## Instructions for the task
Pick out every line of the items below that contains the word "road", and copy each such line in full.

## Dataset extract
********************
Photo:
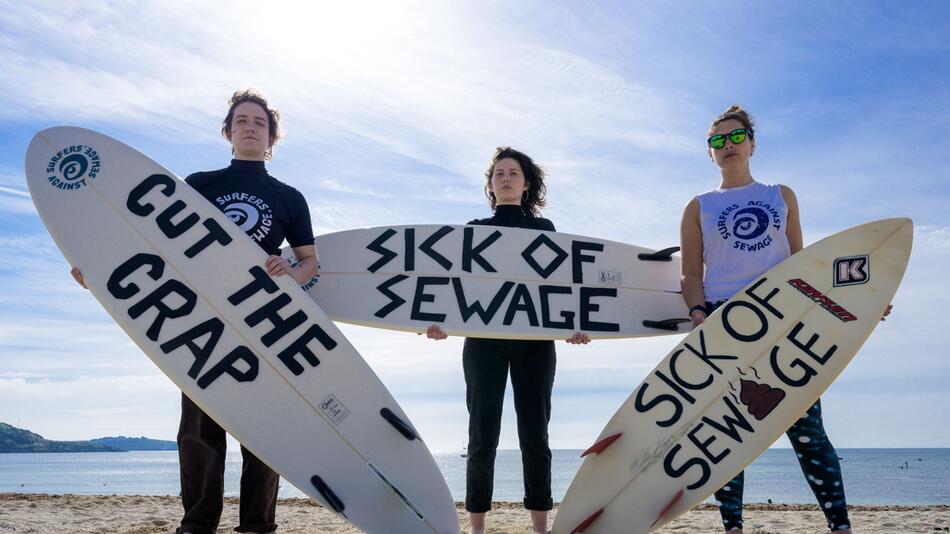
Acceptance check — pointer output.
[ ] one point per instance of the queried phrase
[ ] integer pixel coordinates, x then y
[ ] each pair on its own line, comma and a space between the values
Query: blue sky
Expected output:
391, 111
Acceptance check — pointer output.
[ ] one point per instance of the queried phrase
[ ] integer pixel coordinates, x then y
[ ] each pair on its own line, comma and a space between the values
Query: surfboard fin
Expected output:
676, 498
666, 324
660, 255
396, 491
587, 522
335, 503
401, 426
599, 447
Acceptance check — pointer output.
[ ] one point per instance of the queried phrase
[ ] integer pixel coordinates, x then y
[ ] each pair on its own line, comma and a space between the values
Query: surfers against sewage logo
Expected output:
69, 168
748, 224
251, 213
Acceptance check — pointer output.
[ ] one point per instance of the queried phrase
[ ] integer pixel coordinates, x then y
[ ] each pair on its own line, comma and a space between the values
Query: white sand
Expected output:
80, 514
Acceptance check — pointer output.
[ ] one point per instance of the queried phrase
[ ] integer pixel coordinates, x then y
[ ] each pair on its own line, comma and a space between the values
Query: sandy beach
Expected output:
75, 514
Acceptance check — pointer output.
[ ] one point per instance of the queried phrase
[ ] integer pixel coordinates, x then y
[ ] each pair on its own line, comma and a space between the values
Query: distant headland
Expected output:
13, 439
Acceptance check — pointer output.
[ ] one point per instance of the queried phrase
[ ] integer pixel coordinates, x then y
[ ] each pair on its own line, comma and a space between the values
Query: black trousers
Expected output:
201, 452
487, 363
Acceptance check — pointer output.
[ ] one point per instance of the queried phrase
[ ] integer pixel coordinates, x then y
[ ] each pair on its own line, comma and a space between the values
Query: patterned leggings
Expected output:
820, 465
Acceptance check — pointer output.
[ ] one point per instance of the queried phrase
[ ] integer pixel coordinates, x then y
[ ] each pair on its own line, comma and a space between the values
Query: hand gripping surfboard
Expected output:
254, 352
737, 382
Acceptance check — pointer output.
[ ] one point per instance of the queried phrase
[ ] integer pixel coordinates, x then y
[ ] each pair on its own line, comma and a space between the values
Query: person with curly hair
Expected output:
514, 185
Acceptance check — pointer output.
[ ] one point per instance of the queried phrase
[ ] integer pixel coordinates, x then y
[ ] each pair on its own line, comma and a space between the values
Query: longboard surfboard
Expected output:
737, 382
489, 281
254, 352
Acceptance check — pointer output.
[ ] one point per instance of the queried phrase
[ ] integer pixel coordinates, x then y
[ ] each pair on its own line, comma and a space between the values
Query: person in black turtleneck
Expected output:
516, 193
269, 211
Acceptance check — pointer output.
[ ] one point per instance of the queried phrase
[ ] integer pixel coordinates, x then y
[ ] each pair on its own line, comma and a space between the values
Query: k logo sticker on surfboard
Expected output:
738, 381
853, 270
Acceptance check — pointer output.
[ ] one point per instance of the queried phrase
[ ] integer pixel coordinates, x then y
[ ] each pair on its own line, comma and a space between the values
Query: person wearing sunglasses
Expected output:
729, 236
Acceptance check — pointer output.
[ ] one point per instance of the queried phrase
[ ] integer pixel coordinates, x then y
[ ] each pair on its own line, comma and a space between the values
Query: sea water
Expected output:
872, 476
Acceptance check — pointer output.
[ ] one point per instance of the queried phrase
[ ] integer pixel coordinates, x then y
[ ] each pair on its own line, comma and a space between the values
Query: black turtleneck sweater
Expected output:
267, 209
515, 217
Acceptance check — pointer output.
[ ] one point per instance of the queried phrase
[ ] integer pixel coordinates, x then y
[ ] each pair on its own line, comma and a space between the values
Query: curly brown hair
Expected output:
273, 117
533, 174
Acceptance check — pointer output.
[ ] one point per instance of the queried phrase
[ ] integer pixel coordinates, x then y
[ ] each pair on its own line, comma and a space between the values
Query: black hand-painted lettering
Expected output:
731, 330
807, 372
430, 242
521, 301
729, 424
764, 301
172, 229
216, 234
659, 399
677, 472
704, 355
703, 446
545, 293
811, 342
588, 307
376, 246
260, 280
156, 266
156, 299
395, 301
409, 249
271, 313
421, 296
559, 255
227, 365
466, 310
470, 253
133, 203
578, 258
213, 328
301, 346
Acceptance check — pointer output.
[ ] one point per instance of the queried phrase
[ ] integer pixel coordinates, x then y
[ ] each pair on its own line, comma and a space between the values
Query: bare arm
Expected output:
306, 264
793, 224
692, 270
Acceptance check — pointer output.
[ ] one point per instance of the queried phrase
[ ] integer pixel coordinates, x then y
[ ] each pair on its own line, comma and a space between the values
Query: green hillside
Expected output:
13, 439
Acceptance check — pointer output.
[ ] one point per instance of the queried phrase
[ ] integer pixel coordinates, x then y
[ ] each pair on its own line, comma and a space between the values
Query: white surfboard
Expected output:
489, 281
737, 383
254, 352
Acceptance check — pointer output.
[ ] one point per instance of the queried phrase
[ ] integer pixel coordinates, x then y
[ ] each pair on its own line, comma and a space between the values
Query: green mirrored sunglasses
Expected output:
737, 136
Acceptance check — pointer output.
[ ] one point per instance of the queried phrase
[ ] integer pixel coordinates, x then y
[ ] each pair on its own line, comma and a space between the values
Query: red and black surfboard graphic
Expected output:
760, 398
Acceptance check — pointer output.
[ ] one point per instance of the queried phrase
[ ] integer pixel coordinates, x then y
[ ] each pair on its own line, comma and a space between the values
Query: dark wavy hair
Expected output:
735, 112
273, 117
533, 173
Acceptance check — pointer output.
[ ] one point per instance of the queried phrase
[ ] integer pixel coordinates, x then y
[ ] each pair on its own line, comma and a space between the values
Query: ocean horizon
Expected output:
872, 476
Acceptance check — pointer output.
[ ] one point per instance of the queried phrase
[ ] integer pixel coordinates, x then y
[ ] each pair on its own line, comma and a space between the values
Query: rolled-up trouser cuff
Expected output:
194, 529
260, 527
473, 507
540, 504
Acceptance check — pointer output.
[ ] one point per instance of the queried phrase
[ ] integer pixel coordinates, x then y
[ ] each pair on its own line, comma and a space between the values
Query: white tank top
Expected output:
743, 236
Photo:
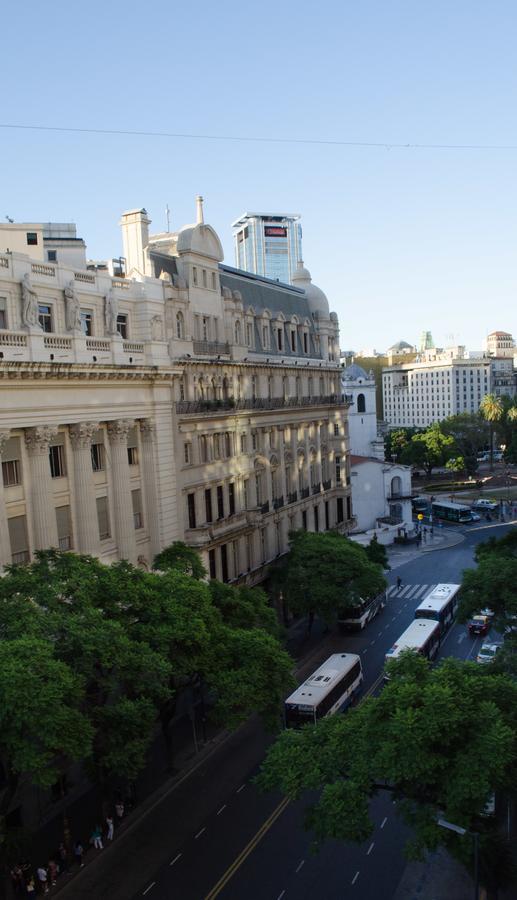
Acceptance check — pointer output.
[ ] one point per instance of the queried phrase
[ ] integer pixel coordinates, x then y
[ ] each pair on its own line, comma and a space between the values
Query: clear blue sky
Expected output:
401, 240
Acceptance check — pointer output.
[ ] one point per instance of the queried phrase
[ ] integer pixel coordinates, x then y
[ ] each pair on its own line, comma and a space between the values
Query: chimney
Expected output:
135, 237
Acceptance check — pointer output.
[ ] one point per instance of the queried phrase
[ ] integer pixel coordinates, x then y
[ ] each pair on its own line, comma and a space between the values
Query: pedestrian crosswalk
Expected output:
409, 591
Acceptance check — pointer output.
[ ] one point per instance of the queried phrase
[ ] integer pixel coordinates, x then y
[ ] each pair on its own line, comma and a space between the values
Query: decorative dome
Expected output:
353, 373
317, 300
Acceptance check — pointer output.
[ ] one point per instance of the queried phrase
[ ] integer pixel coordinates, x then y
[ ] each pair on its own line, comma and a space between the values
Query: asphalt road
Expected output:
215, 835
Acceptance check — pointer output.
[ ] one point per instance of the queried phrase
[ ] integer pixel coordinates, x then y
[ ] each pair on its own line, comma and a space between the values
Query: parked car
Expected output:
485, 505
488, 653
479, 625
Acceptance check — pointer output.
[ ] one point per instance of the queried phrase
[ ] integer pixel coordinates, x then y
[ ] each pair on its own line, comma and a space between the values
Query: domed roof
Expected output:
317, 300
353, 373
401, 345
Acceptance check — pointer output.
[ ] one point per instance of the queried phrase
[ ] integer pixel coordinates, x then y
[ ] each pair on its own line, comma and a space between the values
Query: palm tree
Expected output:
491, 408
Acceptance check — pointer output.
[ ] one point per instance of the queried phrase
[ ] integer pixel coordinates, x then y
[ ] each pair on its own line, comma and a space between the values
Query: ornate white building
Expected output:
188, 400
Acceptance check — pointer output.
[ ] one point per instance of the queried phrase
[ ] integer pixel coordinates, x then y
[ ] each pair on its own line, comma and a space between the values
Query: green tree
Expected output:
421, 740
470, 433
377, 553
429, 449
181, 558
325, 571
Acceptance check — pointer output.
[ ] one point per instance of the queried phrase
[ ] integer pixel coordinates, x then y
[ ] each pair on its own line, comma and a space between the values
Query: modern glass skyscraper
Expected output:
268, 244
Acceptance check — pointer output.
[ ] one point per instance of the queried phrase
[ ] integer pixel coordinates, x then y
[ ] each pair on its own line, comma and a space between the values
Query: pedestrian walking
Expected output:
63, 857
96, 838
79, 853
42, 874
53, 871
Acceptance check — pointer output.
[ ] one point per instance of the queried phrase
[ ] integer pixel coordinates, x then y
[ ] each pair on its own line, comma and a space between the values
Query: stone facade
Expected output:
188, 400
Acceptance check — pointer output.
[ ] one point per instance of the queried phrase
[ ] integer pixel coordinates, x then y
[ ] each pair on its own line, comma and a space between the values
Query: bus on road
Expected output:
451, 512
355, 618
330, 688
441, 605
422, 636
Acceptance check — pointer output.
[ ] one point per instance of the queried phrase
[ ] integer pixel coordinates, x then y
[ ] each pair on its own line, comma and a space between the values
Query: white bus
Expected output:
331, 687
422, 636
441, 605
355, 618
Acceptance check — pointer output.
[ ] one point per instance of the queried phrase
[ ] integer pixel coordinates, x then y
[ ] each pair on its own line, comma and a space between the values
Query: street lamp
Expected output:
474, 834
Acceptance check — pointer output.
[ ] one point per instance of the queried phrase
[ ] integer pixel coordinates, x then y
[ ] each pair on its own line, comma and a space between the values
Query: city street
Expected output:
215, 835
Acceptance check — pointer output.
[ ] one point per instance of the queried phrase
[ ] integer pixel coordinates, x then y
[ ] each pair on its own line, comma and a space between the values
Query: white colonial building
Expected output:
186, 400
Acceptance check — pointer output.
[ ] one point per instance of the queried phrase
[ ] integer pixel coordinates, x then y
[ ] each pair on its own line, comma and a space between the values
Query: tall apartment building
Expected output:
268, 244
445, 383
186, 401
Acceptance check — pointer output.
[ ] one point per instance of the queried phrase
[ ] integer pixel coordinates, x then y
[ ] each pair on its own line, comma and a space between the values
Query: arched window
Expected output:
********************
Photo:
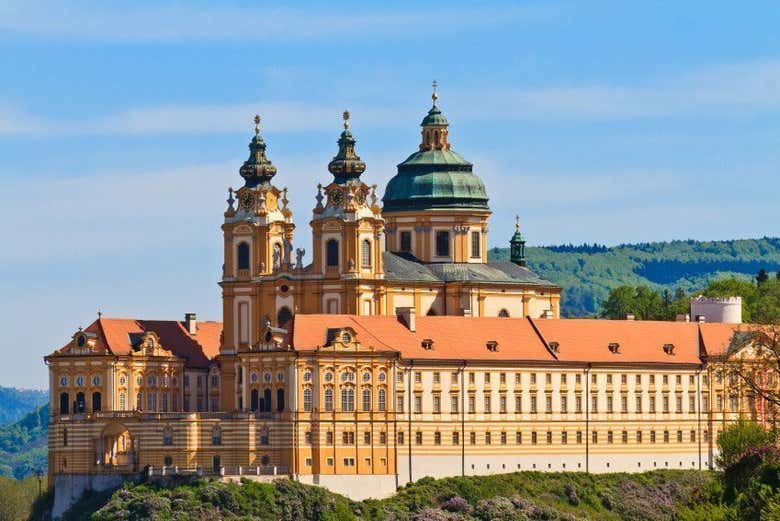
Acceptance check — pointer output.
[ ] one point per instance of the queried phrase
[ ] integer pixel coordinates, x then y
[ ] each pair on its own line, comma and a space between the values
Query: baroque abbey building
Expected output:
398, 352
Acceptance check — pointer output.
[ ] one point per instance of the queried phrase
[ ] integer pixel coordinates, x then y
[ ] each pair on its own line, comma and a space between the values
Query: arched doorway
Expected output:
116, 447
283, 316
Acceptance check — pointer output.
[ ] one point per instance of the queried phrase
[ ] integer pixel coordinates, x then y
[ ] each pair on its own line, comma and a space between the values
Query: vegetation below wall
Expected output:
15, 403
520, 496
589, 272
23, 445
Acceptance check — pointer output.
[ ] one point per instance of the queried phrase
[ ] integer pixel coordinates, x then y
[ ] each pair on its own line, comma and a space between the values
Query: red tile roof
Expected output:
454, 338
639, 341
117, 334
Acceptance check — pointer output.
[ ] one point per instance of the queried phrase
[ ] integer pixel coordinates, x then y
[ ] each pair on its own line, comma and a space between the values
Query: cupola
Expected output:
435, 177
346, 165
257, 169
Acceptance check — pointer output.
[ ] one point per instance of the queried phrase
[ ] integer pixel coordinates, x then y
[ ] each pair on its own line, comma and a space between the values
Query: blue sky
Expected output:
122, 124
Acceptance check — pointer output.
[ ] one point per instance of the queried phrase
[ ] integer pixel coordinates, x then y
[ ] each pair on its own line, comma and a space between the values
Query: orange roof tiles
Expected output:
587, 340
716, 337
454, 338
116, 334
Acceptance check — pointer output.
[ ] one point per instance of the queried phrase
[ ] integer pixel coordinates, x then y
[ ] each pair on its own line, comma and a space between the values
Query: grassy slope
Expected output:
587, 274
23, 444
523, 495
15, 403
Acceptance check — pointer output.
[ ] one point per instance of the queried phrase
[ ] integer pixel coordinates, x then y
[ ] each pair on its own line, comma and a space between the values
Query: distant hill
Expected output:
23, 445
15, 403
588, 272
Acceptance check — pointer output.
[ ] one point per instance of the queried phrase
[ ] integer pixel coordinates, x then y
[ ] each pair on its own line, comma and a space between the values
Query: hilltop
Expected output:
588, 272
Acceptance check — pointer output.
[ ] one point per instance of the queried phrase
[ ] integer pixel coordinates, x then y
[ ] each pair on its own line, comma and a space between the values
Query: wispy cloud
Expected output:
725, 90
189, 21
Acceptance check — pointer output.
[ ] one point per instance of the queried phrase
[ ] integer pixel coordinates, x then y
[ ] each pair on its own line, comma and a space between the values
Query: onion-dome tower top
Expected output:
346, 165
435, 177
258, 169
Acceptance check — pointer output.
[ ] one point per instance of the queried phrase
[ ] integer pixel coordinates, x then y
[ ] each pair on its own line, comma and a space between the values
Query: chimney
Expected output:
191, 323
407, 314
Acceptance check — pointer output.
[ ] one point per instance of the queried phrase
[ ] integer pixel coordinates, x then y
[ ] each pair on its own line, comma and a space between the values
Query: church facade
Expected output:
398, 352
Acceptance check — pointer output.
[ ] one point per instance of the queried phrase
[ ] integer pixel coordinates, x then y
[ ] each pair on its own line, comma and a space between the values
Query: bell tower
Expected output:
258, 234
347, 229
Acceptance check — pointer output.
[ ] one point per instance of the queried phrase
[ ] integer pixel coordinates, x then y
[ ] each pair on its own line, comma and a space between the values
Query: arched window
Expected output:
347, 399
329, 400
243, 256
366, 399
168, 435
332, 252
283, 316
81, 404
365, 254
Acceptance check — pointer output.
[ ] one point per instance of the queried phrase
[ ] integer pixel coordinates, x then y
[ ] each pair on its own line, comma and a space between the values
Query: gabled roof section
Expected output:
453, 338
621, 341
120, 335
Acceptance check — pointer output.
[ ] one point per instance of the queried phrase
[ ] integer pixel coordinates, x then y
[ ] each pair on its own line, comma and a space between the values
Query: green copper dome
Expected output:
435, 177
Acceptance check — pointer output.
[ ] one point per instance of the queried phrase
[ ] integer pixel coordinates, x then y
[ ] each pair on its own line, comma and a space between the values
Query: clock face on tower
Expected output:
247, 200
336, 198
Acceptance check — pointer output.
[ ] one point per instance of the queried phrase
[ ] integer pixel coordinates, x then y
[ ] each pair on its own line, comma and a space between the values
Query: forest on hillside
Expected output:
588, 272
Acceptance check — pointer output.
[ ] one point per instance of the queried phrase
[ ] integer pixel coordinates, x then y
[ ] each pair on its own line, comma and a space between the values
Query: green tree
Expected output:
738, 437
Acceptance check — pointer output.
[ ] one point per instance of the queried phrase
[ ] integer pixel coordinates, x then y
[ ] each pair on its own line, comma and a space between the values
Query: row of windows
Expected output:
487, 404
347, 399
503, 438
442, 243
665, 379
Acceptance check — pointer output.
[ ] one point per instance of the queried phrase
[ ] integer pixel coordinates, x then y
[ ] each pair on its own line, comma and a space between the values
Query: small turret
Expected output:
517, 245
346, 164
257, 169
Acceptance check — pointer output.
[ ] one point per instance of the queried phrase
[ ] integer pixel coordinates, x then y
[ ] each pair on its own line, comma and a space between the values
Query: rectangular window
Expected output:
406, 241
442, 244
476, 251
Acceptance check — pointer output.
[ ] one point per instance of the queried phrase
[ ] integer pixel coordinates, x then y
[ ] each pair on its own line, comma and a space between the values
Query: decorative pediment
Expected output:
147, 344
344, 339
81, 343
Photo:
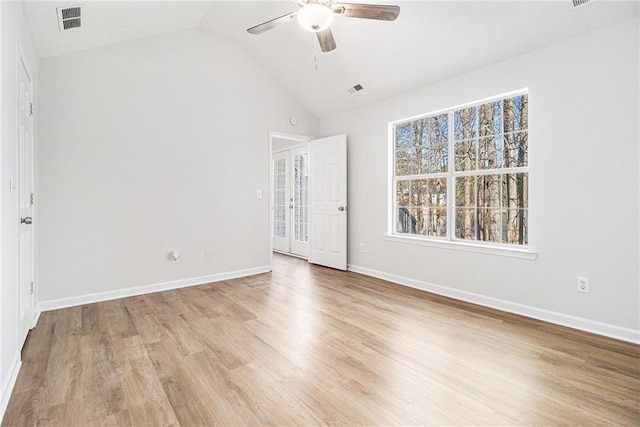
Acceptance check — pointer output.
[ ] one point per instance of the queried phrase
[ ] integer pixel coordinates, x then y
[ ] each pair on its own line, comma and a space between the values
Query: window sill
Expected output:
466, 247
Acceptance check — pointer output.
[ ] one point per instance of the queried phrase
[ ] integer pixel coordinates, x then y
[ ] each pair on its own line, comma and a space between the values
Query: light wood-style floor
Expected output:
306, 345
********************
## Result of this exercise
Query: asphalt road
Query: bus on road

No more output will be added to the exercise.